### DIRECTIONS FOR THIS TASK
Turn every line of the items below into a numbered list, leaving out any blank lines.

Region annotation items
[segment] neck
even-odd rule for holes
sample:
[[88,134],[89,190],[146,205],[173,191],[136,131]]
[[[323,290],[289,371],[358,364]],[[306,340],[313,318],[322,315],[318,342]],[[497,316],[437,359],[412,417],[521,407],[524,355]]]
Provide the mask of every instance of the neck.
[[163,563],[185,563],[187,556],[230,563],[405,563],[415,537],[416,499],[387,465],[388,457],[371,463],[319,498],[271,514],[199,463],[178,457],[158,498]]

### ANSWER TO THE PROBLEM
1. [segment] neck
2. even-odd rule for holes
3. sample:
4. [[88,134],[89,190],[146,205],[173,191],[136,131]]
5. [[[323,290],[289,371],[358,364]],[[306,340],[313,318],[322,315],[318,342]],[[497,316],[437,359],[412,417],[521,407],[524,355]]]
6. Provide the mask of every instance of the neck.
7. [[163,563],[185,563],[187,556],[230,563],[405,563],[415,537],[416,499],[387,465],[388,457],[371,463],[319,498],[271,514],[199,463],[178,457],[158,498]]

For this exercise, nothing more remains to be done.